EXERCISE TASK => Pick out every line in the rows below that contains the word "player", and copy each one. Case counts.

(Point labels for objects)
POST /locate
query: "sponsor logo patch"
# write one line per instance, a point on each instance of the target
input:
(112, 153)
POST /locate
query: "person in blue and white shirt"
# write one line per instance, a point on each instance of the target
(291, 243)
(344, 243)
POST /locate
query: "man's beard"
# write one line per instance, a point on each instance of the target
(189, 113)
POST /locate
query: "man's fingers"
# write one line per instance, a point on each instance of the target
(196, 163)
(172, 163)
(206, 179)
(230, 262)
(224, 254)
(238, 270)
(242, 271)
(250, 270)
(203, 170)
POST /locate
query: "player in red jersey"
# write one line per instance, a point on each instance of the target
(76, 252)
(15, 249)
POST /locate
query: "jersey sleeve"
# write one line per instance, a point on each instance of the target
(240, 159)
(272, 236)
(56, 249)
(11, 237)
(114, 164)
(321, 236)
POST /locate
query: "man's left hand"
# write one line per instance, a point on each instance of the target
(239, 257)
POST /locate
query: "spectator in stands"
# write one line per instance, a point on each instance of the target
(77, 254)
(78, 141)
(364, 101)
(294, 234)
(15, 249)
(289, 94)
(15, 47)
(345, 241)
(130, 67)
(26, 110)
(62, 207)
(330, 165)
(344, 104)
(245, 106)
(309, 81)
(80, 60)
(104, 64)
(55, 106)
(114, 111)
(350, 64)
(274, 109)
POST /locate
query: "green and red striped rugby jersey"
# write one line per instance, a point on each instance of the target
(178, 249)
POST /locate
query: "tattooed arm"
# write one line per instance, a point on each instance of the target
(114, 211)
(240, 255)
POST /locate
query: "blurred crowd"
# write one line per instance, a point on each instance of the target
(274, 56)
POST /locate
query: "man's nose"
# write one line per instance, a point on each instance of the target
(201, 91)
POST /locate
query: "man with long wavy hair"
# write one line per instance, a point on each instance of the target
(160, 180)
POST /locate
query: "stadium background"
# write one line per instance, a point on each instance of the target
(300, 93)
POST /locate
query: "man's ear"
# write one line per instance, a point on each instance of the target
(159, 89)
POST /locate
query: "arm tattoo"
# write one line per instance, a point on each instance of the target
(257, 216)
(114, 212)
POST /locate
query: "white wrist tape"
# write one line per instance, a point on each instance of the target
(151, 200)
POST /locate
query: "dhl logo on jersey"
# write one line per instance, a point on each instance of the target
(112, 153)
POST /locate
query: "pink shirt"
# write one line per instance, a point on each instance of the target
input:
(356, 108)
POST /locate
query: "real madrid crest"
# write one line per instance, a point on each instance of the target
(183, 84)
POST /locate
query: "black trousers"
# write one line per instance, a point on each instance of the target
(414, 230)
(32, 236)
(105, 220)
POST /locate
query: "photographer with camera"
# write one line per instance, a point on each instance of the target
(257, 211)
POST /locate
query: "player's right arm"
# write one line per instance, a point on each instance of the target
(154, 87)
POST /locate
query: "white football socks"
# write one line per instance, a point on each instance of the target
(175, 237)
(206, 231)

PROBLEM SOLUTION =>
query: "player in red jersey"
query: "player's right arm"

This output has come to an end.